Your task: Repeat the lines of the records word for word, beginning at the line that has "the player's arm" and stopping after the line that has "[(125, 193)]".

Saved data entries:
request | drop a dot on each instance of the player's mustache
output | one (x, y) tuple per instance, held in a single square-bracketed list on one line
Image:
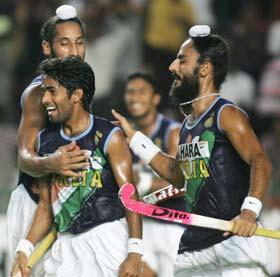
[(176, 76)]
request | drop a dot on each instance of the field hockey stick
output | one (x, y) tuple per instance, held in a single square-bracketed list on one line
[(145, 209), (163, 194), (40, 250)]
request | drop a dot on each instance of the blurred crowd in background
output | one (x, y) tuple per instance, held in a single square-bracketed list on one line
[(124, 36)]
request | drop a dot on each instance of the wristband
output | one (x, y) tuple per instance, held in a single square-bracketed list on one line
[(145, 183), (143, 147), (25, 246), (135, 245), (253, 204)]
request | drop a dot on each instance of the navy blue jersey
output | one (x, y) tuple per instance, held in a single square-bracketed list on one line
[(216, 178), (160, 137), (85, 202), (24, 178)]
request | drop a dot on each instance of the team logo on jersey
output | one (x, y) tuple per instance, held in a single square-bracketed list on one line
[(195, 149), (209, 121), (193, 157), (97, 138), (158, 142)]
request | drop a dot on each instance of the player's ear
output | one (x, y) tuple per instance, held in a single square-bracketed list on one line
[(46, 48), (156, 99), (77, 95), (205, 69)]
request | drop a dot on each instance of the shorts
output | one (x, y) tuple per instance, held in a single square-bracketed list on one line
[(97, 252)]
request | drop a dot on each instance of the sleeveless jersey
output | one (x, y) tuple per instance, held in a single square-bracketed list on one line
[(82, 203), (216, 178), (25, 179), (160, 137)]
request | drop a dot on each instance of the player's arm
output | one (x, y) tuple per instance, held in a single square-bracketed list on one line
[(40, 226), (121, 164), (33, 119), (166, 166), (237, 128), (172, 148)]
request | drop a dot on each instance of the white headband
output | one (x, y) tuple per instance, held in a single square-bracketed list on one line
[(65, 12), (199, 31)]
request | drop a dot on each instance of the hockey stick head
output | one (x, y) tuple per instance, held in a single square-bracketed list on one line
[(125, 193)]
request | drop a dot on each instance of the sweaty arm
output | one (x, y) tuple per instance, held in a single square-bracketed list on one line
[(166, 166), (244, 140), (121, 164), (33, 119), (172, 148), (41, 224)]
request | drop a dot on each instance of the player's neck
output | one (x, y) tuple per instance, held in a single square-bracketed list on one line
[(202, 104), (77, 124), (147, 123)]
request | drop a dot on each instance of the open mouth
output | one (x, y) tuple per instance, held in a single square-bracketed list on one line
[(50, 110)]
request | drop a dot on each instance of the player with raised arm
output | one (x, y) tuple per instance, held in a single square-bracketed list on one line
[(62, 35), (142, 99), (93, 239), (220, 160)]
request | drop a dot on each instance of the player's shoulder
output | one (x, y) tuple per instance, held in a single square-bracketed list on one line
[(103, 123), (229, 108), (169, 123), (32, 90)]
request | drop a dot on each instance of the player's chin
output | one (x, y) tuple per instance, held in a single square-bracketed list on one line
[(54, 119)]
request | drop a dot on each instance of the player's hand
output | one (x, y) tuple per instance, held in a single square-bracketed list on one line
[(21, 265), (131, 266), (245, 224), (67, 160), (125, 125)]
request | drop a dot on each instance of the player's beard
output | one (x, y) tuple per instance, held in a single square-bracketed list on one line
[(187, 90)]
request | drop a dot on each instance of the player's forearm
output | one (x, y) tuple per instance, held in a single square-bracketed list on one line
[(134, 222), (30, 163), (41, 224), (260, 175)]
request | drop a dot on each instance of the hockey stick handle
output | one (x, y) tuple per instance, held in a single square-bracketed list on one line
[(40, 250), (163, 194), (145, 209)]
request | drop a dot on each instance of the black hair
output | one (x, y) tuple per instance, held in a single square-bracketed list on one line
[(48, 30), (146, 77), (214, 49), (72, 73)]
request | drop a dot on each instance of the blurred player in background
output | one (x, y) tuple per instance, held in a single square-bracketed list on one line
[(220, 162), (161, 239), (62, 35)]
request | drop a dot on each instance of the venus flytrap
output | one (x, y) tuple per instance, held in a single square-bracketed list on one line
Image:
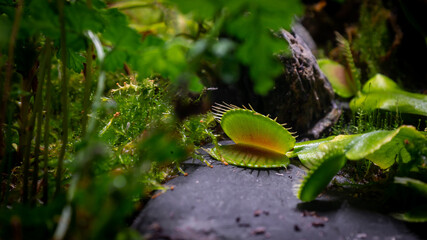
[(261, 142)]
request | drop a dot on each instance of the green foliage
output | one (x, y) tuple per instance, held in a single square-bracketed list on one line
[(251, 22), (326, 157), (381, 92), (418, 213), (374, 39)]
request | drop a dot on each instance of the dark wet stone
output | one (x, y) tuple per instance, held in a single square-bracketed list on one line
[(220, 202)]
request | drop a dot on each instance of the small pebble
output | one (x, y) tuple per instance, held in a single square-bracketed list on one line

The output:
request | drop a dot on each instance of the player's arm
output | one (x, y) tuple per instance, held in a single square-bracketed list on one line
[(40, 226), (121, 164), (33, 119), (166, 166), (237, 128), (172, 148)]
request | drop a dot on each instance of the white headband
output | one (x, y) tuple per instance, held in a single square-bracketed list on one line
[(65, 12), (199, 31)]
request | drop a dot on each instance of the hockey stick head
output | one (x, y) tuple per instance, held in a single square-bracketed list on one line
[(125, 193)]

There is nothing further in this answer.